━━━ Extracted material ━━━
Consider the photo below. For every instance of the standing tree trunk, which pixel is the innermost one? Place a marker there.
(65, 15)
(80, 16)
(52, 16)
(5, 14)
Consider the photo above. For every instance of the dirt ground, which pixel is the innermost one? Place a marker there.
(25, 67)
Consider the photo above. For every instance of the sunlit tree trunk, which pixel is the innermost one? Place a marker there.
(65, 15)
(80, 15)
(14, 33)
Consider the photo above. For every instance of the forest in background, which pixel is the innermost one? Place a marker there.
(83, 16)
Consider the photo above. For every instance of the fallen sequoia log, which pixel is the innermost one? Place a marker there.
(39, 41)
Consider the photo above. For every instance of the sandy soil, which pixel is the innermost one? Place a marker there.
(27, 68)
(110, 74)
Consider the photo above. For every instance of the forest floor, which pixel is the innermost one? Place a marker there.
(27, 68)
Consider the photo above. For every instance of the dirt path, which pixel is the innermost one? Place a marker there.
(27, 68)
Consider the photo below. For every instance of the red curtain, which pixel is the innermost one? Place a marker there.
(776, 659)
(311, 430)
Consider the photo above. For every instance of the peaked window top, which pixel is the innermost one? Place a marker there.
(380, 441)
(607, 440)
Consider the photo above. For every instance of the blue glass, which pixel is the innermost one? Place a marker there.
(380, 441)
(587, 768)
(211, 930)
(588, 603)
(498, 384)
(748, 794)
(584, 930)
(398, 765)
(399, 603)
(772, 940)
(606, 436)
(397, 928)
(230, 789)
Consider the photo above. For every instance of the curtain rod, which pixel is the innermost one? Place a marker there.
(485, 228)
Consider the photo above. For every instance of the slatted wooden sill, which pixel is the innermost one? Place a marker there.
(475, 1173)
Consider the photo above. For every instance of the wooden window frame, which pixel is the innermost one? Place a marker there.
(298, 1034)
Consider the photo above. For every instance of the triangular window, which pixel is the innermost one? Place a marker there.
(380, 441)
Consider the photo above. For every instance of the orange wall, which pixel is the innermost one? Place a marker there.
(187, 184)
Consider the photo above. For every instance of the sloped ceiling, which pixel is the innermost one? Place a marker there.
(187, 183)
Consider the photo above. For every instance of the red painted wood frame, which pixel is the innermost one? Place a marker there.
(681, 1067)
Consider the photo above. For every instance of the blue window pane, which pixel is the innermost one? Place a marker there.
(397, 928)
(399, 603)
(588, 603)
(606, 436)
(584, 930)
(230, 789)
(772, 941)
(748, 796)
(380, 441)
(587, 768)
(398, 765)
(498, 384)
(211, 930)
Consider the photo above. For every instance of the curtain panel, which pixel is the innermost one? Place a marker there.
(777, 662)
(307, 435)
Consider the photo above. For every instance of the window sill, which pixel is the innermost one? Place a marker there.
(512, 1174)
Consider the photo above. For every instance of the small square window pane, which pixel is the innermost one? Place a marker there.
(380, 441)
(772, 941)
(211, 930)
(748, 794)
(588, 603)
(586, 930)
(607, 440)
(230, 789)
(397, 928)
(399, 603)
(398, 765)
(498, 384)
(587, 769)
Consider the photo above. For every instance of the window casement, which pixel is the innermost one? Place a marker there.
━━━
Stated problem
Recast all of the data above as a numbered list, leaving out any blank lines.

Answer to this exercise
1. Consider the photo below. For every instance of the standing tree trunk, which pixel is the innermost one? Place a marker there.
2. (65, 15)
3. (80, 16)
4. (52, 16)
5. (5, 14)
6. Consider the photo above. For every instance of the dirt ground, which pixel is the innermost one? Place a marker there.
7. (25, 67)
8. Consider the photo above. For every instance of the sunlit tree trunk, which pixel is the innermost one? Place a marker there.
9. (65, 15)
10. (80, 15)
11. (14, 33)
12. Consider the photo above. For every instance of the forest in background, which pixel is the innermost one? Place a marker there.
13. (83, 16)
14. Consider the photo above. For every instance of the fallen sequoia log, which pixel is the innermost one? Place a marker there.
15. (39, 41)
16. Consider the photo above. For every instance of the sandy soil, which pixel is the innermost one? Place a marker there.
17. (27, 68)
18. (110, 74)
19. Consider the photo above. For every instance of the forest floor, which pixel is the innermost one? Place a marker there.
20. (27, 68)
21. Consider the photo above. For every instance of the dirt path, which pixel is the innermost one? Place a marker there.
22. (27, 68)
23. Consider the photo below. For every instance of the red curtain, which pixel is the innermost one? Place a marker there.
24. (776, 659)
25. (311, 430)
26. Consider the photo above. For every instance of the peaked window top, which pixel is the innermost one? Place a marker there.
27. (380, 441)
28. (607, 440)
29. Consider the photo above. For every instance of the blue glass, which pixel is the innermost one? Place a marker there.
30. (380, 441)
31. (587, 768)
32. (211, 930)
33. (588, 603)
34. (498, 384)
35. (748, 794)
36. (584, 930)
37. (398, 765)
38. (399, 603)
39. (772, 940)
40. (606, 436)
41. (397, 928)
42. (230, 789)
43. Consider the photo above. For every instance of the curtain rod, which pixel is the innermost one? Place a marker there.
44. (485, 228)
45. Consider the photo above. For every instance of the slatted wooden sill, which pixel is the innermost one? Place a marker there.
46. (475, 1173)
47. Consider the photo above. For every instance of the wooden window frame, which pixel is the innermost one? Place a marker there.
48. (298, 1034)
49. Consider the photo above. For every instance of the triangular window, which pixel is the innermost one? Place a marker there.
50. (380, 441)
51. Consider the photo above. For every instance of the orange wall, which pixel is the innermost one? Place a marker there.
52. (187, 184)
53. Consider the photo above. For every instance of the sloped ceiling, which pixel is the innermost one? Place a marker there.
54. (187, 183)
55. Consider the photo above. For every instance of the red painted wood frame, which pixel is the innermost one? Place a marker there.
56. (681, 1067)
57. Consider the photo above. For every instance of the blue window pane, which pixel is the innermost one? Place a marker there.
58. (397, 928)
59. (399, 603)
60. (588, 603)
61. (606, 436)
62. (584, 930)
63. (230, 789)
64. (772, 941)
65. (748, 796)
66. (380, 441)
67. (587, 768)
68. (398, 765)
69. (498, 384)
70. (211, 930)
71. Consider the photo above. For every instance of the curtain panel, which pixel is the innermost one? Place a marker there.
72. (777, 662)
73. (307, 435)
74. Consider the photo above. For every instance of the window sill, which pixel is the innermost one? Place a marker there.
75. (512, 1174)
76. Consider the photo above. For every instance of the small square window pane, which pixel is the innermost one? Place a marker there.
77. (380, 441)
78. (772, 941)
79. (211, 930)
80. (748, 794)
81. (588, 603)
82. (586, 930)
83. (607, 440)
84. (230, 789)
85. (397, 928)
86. (399, 603)
87. (398, 765)
88. (498, 384)
89. (587, 769)
90. Consider the photo above. For every instance of the window casement, which pixel is the innermost one? Place a marker there.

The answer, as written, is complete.